### [Exercise description]
Leave out the pictures and copy every record exactly.

= = = =

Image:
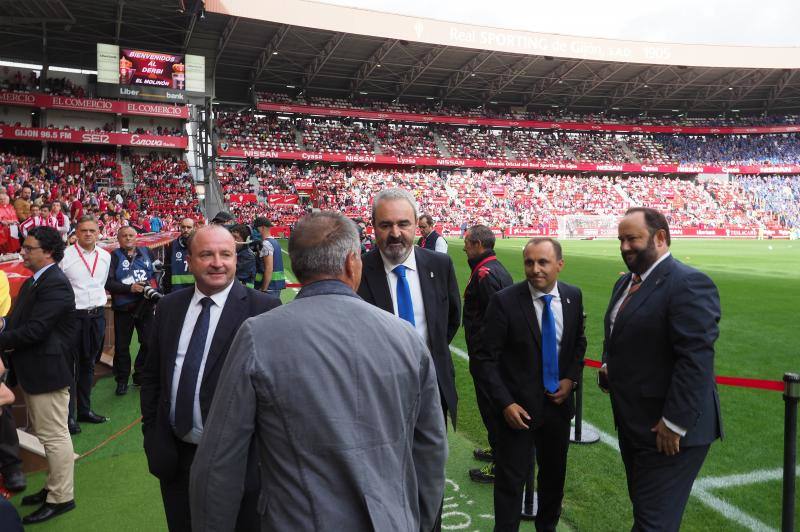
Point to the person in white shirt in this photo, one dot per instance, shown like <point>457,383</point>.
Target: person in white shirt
<point>86,265</point>
<point>430,239</point>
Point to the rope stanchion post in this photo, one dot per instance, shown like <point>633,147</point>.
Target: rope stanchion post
<point>791,396</point>
<point>579,433</point>
<point>529,503</point>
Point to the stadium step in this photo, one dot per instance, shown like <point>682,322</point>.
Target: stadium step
<point>440,145</point>
<point>376,146</point>
<point>628,152</point>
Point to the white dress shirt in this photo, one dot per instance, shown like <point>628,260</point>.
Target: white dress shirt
<point>555,307</point>
<point>189,321</point>
<point>89,288</point>
<point>644,276</point>
<point>412,276</point>
<point>672,426</point>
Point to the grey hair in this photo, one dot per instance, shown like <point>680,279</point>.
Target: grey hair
<point>320,244</point>
<point>393,194</point>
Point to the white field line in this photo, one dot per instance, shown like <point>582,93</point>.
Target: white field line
<point>701,487</point>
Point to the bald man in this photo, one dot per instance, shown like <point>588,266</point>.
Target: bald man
<point>176,266</point>
<point>182,368</point>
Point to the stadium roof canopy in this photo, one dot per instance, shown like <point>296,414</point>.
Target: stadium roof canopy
<point>242,53</point>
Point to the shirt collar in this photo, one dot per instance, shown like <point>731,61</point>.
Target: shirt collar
<point>655,264</point>
<point>410,262</point>
<point>537,294</point>
<point>40,272</point>
<point>219,298</point>
<point>81,250</point>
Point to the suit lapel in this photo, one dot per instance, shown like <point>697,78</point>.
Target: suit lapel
<point>567,313</point>
<point>233,315</point>
<point>526,306</point>
<point>376,280</point>
<point>182,307</point>
<point>21,302</point>
<point>619,288</point>
<point>650,285</point>
<point>426,285</point>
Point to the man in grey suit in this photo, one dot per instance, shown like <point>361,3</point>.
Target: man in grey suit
<point>350,428</point>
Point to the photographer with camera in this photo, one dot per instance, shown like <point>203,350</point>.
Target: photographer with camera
<point>132,283</point>
<point>176,266</point>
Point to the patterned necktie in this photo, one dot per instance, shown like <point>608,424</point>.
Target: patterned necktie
<point>184,399</point>
<point>549,347</point>
<point>405,307</point>
<point>636,283</point>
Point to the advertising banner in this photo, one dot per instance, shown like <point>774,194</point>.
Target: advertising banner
<point>92,137</point>
<point>530,124</point>
<point>283,199</point>
<point>95,105</point>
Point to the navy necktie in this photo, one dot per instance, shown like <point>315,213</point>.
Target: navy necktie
<point>184,399</point>
<point>549,347</point>
<point>405,307</point>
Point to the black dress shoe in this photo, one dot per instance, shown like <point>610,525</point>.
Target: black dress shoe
<point>40,497</point>
<point>47,511</point>
<point>14,480</point>
<point>73,426</point>
<point>91,417</point>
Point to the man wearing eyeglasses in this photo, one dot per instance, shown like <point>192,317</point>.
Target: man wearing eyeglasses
<point>176,264</point>
<point>37,337</point>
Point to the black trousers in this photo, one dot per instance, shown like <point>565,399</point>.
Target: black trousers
<point>175,495</point>
<point>91,328</point>
<point>513,459</point>
<point>488,414</point>
<point>659,485</point>
<point>9,442</point>
<point>124,323</point>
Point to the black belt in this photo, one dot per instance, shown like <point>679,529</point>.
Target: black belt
<point>96,311</point>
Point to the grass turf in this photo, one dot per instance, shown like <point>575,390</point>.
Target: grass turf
<point>759,282</point>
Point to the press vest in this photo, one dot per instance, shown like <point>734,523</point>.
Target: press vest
<point>180,276</point>
<point>140,270</point>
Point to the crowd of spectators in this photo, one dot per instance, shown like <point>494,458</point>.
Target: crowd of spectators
<point>30,81</point>
<point>432,107</point>
<point>328,136</point>
<point>334,135</point>
<point>68,185</point>
<point>528,199</point>
<point>402,140</point>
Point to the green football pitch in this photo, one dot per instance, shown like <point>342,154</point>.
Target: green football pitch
<point>739,487</point>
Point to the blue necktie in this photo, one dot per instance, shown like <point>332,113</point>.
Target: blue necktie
<point>184,399</point>
<point>404,305</point>
<point>549,347</point>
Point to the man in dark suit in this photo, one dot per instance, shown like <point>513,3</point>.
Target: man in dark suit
<point>192,334</point>
<point>37,337</point>
<point>415,284</point>
<point>529,363</point>
<point>660,329</point>
<point>488,277</point>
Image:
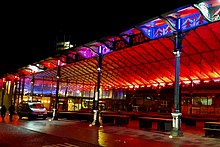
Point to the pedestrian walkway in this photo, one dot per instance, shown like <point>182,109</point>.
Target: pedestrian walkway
<point>113,136</point>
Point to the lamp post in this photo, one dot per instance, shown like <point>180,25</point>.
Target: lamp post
<point>55,109</point>
<point>97,92</point>
<point>3,90</point>
<point>32,87</point>
<point>176,131</point>
<point>15,89</point>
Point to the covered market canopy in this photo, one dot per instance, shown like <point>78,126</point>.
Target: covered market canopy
<point>143,55</point>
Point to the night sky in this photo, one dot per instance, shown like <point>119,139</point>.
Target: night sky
<point>28,30</point>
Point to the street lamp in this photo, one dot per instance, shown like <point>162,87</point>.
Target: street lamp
<point>97,92</point>
<point>3,90</point>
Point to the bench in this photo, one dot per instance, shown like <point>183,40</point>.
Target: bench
<point>212,129</point>
<point>69,115</point>
<point>86,116</point>
<point>116,119</point>
<point>163,124</point>
<point>195,120</point>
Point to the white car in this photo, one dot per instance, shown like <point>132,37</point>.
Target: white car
<point>32,110</point>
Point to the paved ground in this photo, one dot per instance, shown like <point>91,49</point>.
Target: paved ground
<point>113,136</point>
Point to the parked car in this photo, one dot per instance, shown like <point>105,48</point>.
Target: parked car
<point>32,110</point>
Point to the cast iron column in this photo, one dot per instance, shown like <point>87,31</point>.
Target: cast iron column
<point>3,91</point>
<point>32,88</point>
<point>97,92</point>
<point>55,109</point>
<point>15,90</point>
<point>176,132</point>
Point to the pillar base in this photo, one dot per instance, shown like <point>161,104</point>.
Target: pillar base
<point>176,133</point>
<point>96,119</point>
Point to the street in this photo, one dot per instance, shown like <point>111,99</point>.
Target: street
<point>13,134</point>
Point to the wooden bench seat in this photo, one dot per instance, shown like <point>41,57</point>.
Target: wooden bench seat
<point>163,124</point>
<point>212,129</point>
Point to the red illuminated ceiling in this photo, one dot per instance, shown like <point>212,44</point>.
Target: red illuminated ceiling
<point>151,62</point>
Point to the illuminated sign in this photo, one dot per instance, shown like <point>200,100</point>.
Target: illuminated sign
<point>133,40</point>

= = = =

### [The answer]
Image:
Point to the person in white shirt in this photo, one dot per instance, shown like <point>457,383</point>.
Target: person in white shirt
<point>86,265</point>
<point>430,239</point>
Point to the rope stanchion post in this photo, one dot per instance, shown like <point>633,147</point>.
Target: rope stanchion post
<point>791,396</point>
<point>579,433</point>
<point>529,503</point>
Point to the stadium step in this photo, one dot per instance, shown like <point>682,322</point>.
Target: stadium step
<point>440,145</point>
<point>376,146</point>
<point>628,152</point>
Point to the white dress shirt in this photo, one dot per instance, shown like <point>628,260</point>.
Target: white dress shirt
<point>555,307</point>
<point>189,321</point>
<point>89,288</point>
<point>644,276</point>
<point>412,276</point>
<point>672,426</point>
Point to the grey hair in this photo, one dot per instance, shown like <point>680,279</point>.
Target: grey hair
<point>320,244</point>
<point>393,194</point>
Point to the white field line in this photo, one dot per instance, shown like <point>582,93</point>.
Target: white field line
<point>701,487</point>
Point to the bald man in this photo, one dot per instance, shown like <point>588,266</point>.
Target: bald man
<point>176,266</point>
<point>182,368</point>
Point to the stadium roof canopy in this photo, one dot per instance, shown like <point>296,414</point>.
Target: stadium roof canopy
<point>242,53</point>
Point to the shirt collar in this photo, one dot per instance, shown like <point>731,61</point>.
Target: shirt collar
<point>655,264</point>
<point>410,262</point>
<point>537,294</point>
<point>40,272</point>
<point>219,298</point>
<point>81,250</point>
Point to the suit lapel in this photo, one dot per instance, shown like <point>697,78</point>.
Target: suit lapel
<point>567,313</point>
<point>233,315</point>
<point>526,306</point>
<point>376,280</point>
<point>182,307</point>
<point>21,302</point>
<point>619,288</point>
<point>650,285</point>
<point>426,285</point>
Point to the man in grey suit in this photo, one dot per instance, shown like <point>361,3</point>.
Target: man in grey suit
<point>350,428</point>
Point to the photographer with camera in this photo, one dot per instance, shown like <point>203,350</point>.
Target: photographer with camera
<point>132,283</point>
<point>176,266</point>
Point to the patterned necktie in this photo, one dot per instance, shown like <point>608,424</point>.
Target: patterned necktie
<point>184,399</point>
<point>549,347</point>
<point>405,307</point>
<point>636,283</point>
Point to the advertising banner in this photo, one dot per instance, shown like <point>774,194</point>.
Target: advertising banner
<point>92,137</point>
<point>530,124</point>
<point>283,199</point>
<point>95,105</point>
Point to the navy necktie in this photo, one dot per instance, shown like <point>315,213</point>.
Target: navy necktie
<point>184,399</point>
<point>549,347</point>
<point>405,307</point>
Point to the black dress shoe in this photo, one dot per instance, shown like <point>610,525</point>.
Target: black dress shoe
<point>40,497</point>
<point>47,511</point>
<point>14,480</point>
<point>73,426</point>
<point>91,417</point>
Point to the man wearing eyeglasses in this photo, one dot per instance, shown like <point>192,317</point>.
Target: man wearing eyeglasses
<point>176,264</point>
<point>37,337</point>
Point to the black trousers in this photo, one dot per instance, shown like <point>565,399</point>.
Target: black trousers
<point>175,495</point>
<point>91,328</point>
<point>513,459</point>
<point>488,414</point>
<point>659,485</point>
<point>9,442</point>
<point>124,323</point>
Point to the black belt in this photo, one dot per instance, shown like <point>679,529</point>.
Target: black belt
<point>96,311</point>
Point to the grass turf in this photo, one dot per instance, shown like <point>575,390</point>.
Target: grass turf
<point>759,282</point>
Point to the press vest in this photo, one dot per instance, shown like <point>734,523</point>.
Target: press vest
<point>180,276</point>
<point>140,270</point>
Point to the crowd of spectators in this photo, one dot per instance, shown like <point>494,458</point>.
Target: crowd of spectators
<point>30,81</point>
<point>432,107</point>
<point>328,136</point>
<point>334,135</point>
<point>68,185</point>
<point>528,199</point>
<point>402,140</point>
Point to the green football pitch in this photo, one dot per instance, shown like <point>342,154</point>.
Target: green football pitch
<point>739,487</point>
Point to the blue necktie in this photo, one dot per instance, shown like <point>332,113</point>.
Target: blue necktie
<point>184,399</point>
<point>404,305</point>
<point>549,347</point>
Point to the man in dark suit in this photo, one dot per instance, shown like <point>513,3</point>.
Target: man in dark suit
<point>192,334</point>
<point>37,337</point>
<point>415,284</point>
<point>529,363</point>
<point>660,329</point>
<point>488,277</point>
Image:
Point to the pedestrian walkway in this photo, one dot per instance, shown like <point>182,109</point>.
Target: pedestrian walkway
<point>113,136</point>
Point to the lamp post in this photo, one dot per instance, shown like <point>180,25</point>.
Target: lamp post
<point>55,109</point>
<point>97,92</point>
<point>3,90</point>
<point>32,87</point>
<point>176,131</point>
<point>15,89</point>
Point to the covered market canopy in this photo, one dot per instance, shown like <point>78,126</point>.
Target: covered market canopy
<point>143,55</point>
Point to the night sky in this photo, one dot per instance, shown like <point>119,139</point>.
Target: night sky
<point>28,30</point>
Point to the street lamp in this photo, one dot per instance, shown like <point>162,87</point>.
Target: street lamp
<point>97,92</point>
<point>3,90</point>
Point to the bench in this photo, one dot per instance, shown like <point>183,40</point>.
Target: bench
<point>212,129</point>
<point>69,115</point>
<point>86,116</point>
<point>116,119</point>
<point>163,124</point>
<point>195,120</point>
Point to the white car in this photo, one dot per instance, shown like <point>132,37</point>.
Target: white car
<point>32,110</point>
Point to the paved ground in this photo, one dot per instance, shown like <point>91,49</point>.
Target: paved ground
<point>113,136</point>
Point to the parked car in this photo, one dot per instance, shown like <point>105,48</point>.
Target: parked car
<point>32,110</point>
Point to the cast iron column in this photo, one dot per instance, shown like <point>87,31</point>.
Target: cast iron column
<point>3,91</point>
<point>32,88</point>
<point>97,92</point>
<point>55,109</point>
<point>15,90</point>
<point>176,132</point>
Point to the pillar base in this photo, one dot per instance, shown like <point>161,104</point>.
Target: pillar base
<point>176,133</point>
<point>96,119</point>
Point to the street in this photo, one dot per instance, shown like <point>111,99</point>.
Target: street
<point>13,134</point>
Point to the wooden bench seat in this photo, one dot per instance, shown like <point>41,57</point>.
Target: wooden bench seat
<point>163,124</point>
<point>212,129</point>
Point to the red illuminated ceiling in this photo, one dot per instance, shown like <point>212,44</point>.
Target: red illuminated ceiling
<point>151,62</point>
Point to the illuminated sign in this photo, one dot per instance, shown like <point>200,100</point>.
Target: illuminated sign
<point>133,40</point>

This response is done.